→ **Working data**

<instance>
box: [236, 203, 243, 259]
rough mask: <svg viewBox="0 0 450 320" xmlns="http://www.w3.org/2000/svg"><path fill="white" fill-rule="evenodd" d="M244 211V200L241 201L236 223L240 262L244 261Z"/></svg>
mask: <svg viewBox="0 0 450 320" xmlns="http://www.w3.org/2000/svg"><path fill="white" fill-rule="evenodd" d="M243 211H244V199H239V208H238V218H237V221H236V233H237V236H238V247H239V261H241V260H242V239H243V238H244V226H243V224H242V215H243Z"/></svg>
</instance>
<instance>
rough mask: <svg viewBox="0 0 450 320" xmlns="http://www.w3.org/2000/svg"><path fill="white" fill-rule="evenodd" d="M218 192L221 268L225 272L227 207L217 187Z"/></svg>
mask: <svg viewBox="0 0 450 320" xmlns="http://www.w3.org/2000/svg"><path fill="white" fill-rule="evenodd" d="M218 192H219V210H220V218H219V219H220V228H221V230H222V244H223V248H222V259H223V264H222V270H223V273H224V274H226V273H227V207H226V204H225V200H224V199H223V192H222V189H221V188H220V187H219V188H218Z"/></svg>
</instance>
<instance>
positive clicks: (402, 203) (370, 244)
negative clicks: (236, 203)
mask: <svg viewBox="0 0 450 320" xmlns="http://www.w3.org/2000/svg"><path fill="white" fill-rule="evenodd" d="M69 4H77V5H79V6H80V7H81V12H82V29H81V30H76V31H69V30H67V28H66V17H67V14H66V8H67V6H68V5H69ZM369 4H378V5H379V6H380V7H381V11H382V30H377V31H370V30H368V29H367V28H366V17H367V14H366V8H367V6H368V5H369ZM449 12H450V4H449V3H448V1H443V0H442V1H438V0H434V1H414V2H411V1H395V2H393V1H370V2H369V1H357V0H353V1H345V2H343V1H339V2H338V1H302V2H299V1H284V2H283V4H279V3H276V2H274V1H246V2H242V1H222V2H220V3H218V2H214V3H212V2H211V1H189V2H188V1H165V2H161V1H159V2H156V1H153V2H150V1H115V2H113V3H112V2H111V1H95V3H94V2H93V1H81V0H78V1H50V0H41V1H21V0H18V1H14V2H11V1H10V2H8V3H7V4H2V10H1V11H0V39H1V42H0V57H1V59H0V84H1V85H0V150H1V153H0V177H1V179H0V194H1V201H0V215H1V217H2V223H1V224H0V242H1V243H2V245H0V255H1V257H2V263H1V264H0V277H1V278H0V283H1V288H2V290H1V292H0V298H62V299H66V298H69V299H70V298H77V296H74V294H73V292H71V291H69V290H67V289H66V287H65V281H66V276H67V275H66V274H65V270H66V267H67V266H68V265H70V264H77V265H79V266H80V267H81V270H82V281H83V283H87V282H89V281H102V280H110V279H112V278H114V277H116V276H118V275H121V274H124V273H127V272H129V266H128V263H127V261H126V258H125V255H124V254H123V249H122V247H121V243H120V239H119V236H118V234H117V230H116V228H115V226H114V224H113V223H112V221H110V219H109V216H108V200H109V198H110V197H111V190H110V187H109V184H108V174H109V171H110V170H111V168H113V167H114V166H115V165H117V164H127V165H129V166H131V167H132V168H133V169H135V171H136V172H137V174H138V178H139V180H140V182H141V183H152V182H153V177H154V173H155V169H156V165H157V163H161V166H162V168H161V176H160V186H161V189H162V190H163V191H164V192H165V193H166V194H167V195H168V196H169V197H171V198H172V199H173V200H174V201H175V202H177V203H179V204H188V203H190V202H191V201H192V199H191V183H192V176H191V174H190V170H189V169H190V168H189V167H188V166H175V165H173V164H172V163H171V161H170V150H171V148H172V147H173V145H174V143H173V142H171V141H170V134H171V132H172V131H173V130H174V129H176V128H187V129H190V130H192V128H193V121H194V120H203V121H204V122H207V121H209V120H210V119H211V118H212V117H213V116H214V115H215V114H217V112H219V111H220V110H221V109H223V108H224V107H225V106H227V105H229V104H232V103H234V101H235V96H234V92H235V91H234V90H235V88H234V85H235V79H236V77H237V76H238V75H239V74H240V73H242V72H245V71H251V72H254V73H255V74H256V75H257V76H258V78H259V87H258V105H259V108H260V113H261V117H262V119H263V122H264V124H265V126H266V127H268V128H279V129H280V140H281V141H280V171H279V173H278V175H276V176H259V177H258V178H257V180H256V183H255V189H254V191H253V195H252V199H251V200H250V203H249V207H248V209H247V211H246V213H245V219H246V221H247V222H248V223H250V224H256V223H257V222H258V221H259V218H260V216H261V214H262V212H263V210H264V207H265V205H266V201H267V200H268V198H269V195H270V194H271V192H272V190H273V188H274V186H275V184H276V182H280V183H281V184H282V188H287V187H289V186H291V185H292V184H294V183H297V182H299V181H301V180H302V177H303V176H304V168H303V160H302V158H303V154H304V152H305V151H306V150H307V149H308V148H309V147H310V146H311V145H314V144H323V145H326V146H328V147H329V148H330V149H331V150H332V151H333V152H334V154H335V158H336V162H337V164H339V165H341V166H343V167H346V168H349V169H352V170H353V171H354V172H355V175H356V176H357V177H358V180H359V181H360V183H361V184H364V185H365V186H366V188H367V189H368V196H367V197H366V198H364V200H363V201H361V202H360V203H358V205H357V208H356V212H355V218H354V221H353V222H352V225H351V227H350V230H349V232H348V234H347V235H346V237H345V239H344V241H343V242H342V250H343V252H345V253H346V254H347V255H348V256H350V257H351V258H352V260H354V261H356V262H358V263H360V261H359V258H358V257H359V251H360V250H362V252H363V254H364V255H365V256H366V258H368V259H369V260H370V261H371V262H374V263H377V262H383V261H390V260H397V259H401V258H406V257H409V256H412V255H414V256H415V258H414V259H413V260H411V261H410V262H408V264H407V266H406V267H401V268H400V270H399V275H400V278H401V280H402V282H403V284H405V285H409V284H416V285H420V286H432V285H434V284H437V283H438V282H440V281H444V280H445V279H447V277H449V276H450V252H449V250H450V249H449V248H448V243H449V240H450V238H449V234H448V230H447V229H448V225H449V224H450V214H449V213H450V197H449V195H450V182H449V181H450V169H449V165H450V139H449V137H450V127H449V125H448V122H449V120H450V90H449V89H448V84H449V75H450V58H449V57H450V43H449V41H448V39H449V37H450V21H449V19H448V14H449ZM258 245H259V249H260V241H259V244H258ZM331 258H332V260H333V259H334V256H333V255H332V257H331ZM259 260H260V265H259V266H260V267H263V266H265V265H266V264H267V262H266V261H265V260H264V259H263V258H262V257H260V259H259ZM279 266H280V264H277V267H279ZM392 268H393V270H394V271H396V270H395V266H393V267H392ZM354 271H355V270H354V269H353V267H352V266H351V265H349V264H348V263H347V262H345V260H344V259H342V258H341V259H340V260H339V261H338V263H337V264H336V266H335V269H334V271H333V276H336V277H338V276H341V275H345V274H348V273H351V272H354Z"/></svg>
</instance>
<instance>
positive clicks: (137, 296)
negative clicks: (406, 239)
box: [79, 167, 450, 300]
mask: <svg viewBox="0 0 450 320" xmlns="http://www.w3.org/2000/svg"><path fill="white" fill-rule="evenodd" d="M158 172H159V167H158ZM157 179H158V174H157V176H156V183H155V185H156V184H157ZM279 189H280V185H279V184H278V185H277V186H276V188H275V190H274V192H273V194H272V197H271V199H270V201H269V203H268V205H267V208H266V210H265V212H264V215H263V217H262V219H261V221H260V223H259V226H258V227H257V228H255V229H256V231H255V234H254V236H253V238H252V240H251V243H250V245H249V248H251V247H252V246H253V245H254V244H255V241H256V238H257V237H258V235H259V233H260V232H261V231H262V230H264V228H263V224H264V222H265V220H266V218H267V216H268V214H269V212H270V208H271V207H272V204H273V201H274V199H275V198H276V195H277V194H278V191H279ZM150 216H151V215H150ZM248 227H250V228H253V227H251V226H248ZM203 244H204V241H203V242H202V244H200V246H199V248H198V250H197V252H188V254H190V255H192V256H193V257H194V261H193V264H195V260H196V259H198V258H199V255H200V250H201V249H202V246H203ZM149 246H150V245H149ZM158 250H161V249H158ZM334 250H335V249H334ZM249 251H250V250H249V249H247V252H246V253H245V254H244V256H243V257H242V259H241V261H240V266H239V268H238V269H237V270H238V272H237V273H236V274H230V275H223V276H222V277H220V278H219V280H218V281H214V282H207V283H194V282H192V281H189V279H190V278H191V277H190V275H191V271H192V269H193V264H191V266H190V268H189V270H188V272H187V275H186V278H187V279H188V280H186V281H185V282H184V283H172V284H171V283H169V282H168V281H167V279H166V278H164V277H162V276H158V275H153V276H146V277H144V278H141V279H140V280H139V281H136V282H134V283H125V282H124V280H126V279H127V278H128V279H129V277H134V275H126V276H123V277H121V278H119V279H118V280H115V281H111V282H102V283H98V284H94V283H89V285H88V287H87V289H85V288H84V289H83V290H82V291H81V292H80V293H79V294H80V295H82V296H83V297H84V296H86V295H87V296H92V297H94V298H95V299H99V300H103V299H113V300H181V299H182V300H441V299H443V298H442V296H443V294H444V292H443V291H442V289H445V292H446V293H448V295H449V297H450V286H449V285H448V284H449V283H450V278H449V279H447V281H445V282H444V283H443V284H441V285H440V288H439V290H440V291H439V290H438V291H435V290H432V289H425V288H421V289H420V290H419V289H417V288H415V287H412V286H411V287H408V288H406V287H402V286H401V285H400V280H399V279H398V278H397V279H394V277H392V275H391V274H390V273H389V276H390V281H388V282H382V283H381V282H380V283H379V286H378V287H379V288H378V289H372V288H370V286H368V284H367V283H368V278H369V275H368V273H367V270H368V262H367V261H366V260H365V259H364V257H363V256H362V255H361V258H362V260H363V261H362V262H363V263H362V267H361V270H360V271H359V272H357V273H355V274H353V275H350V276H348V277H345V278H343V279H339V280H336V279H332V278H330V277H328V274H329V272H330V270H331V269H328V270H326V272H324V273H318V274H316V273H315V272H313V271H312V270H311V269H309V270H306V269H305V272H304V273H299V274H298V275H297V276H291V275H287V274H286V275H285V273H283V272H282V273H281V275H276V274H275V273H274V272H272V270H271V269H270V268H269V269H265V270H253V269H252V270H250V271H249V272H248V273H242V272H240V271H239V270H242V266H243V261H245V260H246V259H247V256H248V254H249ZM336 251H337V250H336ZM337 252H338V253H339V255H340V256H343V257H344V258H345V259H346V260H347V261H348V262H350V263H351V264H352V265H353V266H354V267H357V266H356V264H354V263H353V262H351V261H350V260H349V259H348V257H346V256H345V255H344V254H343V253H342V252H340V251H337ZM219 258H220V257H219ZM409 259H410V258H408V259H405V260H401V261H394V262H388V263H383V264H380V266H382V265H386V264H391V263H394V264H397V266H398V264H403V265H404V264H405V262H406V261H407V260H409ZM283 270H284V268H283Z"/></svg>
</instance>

→ **What you will do**
Count the lines in the data above that contain the string "rough", and reply with the number alone.

→ **Response**
2